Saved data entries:
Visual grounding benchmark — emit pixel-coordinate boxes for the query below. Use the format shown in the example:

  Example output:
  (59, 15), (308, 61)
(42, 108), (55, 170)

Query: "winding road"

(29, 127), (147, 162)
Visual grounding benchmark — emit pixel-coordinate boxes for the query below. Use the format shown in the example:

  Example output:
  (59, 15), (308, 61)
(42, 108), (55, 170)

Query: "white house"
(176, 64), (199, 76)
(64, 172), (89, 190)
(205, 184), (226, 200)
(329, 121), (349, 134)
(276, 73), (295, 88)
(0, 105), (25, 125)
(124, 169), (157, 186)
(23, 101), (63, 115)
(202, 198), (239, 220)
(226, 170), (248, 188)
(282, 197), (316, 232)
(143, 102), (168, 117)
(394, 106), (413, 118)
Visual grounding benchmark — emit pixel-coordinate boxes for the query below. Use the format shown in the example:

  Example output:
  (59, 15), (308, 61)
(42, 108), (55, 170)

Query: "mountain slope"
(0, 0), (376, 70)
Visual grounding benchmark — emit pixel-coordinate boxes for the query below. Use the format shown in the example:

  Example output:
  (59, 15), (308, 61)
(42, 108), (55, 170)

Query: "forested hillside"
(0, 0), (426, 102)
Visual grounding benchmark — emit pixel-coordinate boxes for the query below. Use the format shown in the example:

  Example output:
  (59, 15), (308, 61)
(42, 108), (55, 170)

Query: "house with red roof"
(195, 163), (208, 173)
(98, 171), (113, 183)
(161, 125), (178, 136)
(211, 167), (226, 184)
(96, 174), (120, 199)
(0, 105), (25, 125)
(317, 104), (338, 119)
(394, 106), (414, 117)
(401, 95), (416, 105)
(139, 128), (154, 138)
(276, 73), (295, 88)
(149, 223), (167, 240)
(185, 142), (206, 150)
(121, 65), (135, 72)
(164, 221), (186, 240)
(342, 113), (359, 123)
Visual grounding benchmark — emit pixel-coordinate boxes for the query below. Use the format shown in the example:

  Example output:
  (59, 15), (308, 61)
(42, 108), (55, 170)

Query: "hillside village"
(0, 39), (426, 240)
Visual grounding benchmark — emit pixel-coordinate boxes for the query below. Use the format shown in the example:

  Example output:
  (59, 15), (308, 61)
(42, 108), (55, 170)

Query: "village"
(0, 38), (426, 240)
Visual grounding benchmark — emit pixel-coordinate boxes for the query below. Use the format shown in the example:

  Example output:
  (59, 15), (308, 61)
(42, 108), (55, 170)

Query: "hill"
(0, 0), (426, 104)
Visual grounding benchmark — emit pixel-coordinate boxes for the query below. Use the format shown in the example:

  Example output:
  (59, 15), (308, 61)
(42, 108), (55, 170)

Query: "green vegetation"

> [What needs to be done]: For this exercise, give every entry again exactly as it appears.

> [Reply]:
Visual grounding benchmark — emit pixel-coordinate boxes for the query below. Use the format shown in the example:

  Example output:
  (59, 15), (308, 61)
(42, 108), (55, 170)

Query: "winding road"

(29, 127), (147, 162)
Visual grounding benchmark — emit pixel-coordinate boxes for the query below. Use the format shown in the example:

  Example output:
  (59, 15), (308, 61)
(42, 108), (55, 170)

Query: "white house"
(176, 64), (199, 76)
(64, 172), (89, 190)
(205, 184), (226, 200)
(329, 121), (349, 134)
(276, 73), (295, 88)
(0, 105), (25, 125)
(124, 169), (157, 186)
(23, 101), (63, 115)
(202, 198), (239, 220)
(226, 170), (248, 188)
(282, 197), (316, 232)
(143, 102), (168, 117)
(394, 106), (413, 118)
Visual grounding benchmark — emit pixel-coordinate boxes for the query below. Use the format shown in the example:

  Example output:
  (59, 15), (308, 61)
(42, 108), (55, 170)

Query: "mountain slope"
(0, 0), (376, 70)
Visual grounding benchmark — emit pixel-coordinate boxes for the query below. Use the format shown in the example:

  Example output:
  (59, 15), (308, 61)
(42, 108), (55, 170)

Query: "forested hillside"
(0, 0), (426, 102)
Visual grounding benchmark — emit pixel-coordinate boxes for the query below. Use the format shown in the example:

  Example output:
  (59, 15), (308, 61)
(42, 108), (55, 170)

Query: "house with red roof"
(195, 163), (208, 173)
(98, 171), (113, 183)
(161, 125), (178, 136)
(211, 167), (226, 184)
(96, 174), (120, 199)
(0, 105), (25, 125)
(317, 104), (338, 119)
(394, 106), (414, 117)
(401, 95), (416, 105)
(139, 128), (154, 138)
(276, 73), (295, 88)
(149, 223), (167, 240)
(185, 142), (206, 150)
(121, 65), (135, 72)
(164, 221), (186, 240)
(342, 113), (359, 123)
Visual grounding benchmark — emit pixel-coordinate boxes for the query below. Use the format shown in the example:

  Example output:
  (59, 15), (308, 61)
(42, 108), (55, 170)

Query: "hillside village"
(0, 39), (426, 240)
Visual grounding benchmark — emit pixel-coordinate boxes for the query below. Use the format shown in the example:

  Example output:
  (59, 15), (308, 61)
(42, 108), (55, 170)

Query: "village"
(0, 38), (426, 240)
Visual grounding benchmark — emit pixel-coordinate boxes for the query below. Use the format shown in the example:

  Example output:
  (59, 15), (308, 61)
(42, 108), (55, 170)

Query: "hill"
(0, 0), (426, 104)
Visual grounding benchmark — emit pixel-coordinate boxes for the query below. Use the format shown in the example:

  Example output:
  (59, 15), (308, 61)
(42, 108), (55, 170)

Query: "green vegetation"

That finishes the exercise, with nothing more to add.